:: PASSAGE PROVIDED ::

After the 2021 coup d'état the TNLA initially avoided conflict with junta troops and took advantage of the drop in fighting to boost its governance capacities in northern Shan State. But the group is known to have "engaged indirectly with the NUG and provided support to PDFs and anti-military forces, even if mostly covertly". In December 2023, the TNLA took control of the Pa Laung Self-Administered Zone after the towns of Namhsan and Mantong were captured as part of Operation 1027 during the Myanmar civil war. On 11 January 2024 the junta and the Brotherhood Alliance agreed to a China-brokered ceasefire for northern Shan State, although the truce remains tenuous, with rebel forces claiming that regime's troops regularly conduct airstrikes and shelling in the area.

On 18 June, the TNLA announced that one of its fighters had been killed and four others injured by a junta drone strike in Nawnghkio Township. On 25 June, the group declared it was resuming Operation 1027 in response to repeated ceasefire violations by the junta and launched attacks in Nawnghkio and Kyaukme townships in coordination with local PDF units. On 26 June, it took control of the town of Nawnghkio and seized several positions near Kyaukme. On 28 June, it captured Kyaukme and began to encircle Mogok, taking over several nearby military bases.

On 2 September, the SAC declared the TNLA Ta'ang National Party, as a terrorist group.

From 1 to 3 June 2025, the Ta'ang Political Consultative Committee (TPCC) held a summit in Pangsang, Wa State, bringing together representatives from the TNLA, the Ta'ang National Party, and civil society groups. The meeting concluded with an agreement to transform the TPCC into the Ta'ang Land Council (TLC), which would act as the highest governing body of Ta'ang State, overseeing executive, legislative, and judicial functions.

On 15 April 2026, the TNLA congratulated Min Aung Hlaing and the Union Government of Myanmar for the "formation of a new civilian government". Widespread social media backlash occurred with accusations of betraying the ideals of the Spring Revolution.

:::

### WORK TO DO
a) Extract from the TNLA passage, word for word, the section starting at "On 18 June, the" and ending at "nearby military bases.".
b) For each statement, answer yes or no on whether it agrees with the TNLA passage, and quote the words that decide it. (i) The TNLA captured Kyaukme on 26 June. (ii) The Ta'ang Political Consultative Committee held the summit in Pangsang. (iii) China brokered the January 2024 ceasefire for northern Shan State.
The listing has no role in anything asked about this passage.

:: DATASET EXCERPTS ::

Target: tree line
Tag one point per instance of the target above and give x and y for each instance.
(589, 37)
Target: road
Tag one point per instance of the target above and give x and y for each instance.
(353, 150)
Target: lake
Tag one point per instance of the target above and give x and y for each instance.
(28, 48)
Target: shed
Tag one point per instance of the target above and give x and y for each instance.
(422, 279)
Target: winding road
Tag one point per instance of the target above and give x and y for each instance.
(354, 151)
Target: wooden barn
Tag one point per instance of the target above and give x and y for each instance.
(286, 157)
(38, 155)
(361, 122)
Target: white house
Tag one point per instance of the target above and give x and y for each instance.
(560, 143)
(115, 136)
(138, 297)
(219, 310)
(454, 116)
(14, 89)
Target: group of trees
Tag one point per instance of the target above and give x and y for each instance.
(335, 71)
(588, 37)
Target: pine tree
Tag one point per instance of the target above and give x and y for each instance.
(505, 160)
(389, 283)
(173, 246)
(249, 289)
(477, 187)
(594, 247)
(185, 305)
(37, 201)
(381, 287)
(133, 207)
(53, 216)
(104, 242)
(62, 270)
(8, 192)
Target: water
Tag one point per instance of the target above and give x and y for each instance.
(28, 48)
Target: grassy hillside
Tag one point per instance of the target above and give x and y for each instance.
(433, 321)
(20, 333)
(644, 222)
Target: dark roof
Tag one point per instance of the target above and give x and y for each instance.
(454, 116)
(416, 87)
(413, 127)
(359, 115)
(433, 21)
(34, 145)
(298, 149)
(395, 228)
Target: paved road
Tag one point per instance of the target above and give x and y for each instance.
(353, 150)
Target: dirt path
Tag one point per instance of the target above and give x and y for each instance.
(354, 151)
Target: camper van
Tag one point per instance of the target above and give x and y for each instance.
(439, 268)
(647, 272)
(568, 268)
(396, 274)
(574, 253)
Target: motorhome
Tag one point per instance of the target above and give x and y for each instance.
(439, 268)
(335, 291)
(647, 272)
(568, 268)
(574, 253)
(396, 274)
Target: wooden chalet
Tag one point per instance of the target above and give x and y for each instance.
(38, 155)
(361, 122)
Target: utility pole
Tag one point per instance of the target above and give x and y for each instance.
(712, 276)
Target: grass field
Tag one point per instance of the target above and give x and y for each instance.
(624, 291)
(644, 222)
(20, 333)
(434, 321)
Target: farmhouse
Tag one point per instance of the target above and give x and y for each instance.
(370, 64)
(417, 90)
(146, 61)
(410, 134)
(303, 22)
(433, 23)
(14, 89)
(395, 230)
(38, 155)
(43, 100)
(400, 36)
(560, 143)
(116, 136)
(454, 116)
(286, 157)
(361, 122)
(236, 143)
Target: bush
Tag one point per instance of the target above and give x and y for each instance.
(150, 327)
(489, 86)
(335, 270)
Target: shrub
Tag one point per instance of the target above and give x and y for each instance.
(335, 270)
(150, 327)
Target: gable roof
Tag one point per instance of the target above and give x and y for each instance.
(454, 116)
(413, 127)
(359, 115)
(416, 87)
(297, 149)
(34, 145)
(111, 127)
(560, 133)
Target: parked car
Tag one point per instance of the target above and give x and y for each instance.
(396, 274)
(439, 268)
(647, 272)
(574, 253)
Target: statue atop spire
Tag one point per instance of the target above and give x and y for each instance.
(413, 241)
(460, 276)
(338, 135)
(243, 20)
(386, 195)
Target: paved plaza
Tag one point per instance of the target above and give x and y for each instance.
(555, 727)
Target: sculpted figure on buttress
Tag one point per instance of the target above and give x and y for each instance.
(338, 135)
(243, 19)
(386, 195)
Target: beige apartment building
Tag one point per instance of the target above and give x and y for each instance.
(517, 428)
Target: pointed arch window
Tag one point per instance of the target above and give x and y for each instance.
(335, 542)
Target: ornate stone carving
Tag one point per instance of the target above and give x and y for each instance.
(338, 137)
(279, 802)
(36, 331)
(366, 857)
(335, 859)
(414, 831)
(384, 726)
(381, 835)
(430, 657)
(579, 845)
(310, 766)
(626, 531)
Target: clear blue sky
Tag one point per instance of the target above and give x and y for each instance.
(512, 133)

:::

### RESULTS OF THE TASKS
a)
On 18 June, the TNLA announced that one of its fighters had been killed and four others injured by a junta drone strike in Nawnghkio Township. On 25 June, the group declared it was resuming Operation 1027 in response to repeated ceasefire violations by the junta and launched attacks in Nawnghkio and Kyaukme townships in coordination with local PDF units. On 26 June, it took control of the town of Nawnghkio and seized several positions near Kyaukme. On 28 June, it captured Kyaukme and began to encircle Mogok, taking over several nearby military bases.

b)
(i) No: "On 28 June, it captured Kyaukme"
(ii) Yes: "the Ta'ang Political Consultative Committee (TPCC) held a summit in Pangsang, Wa State"
(iii) Yes: "agreed to a China-brokered ceasefire for northern Shan State"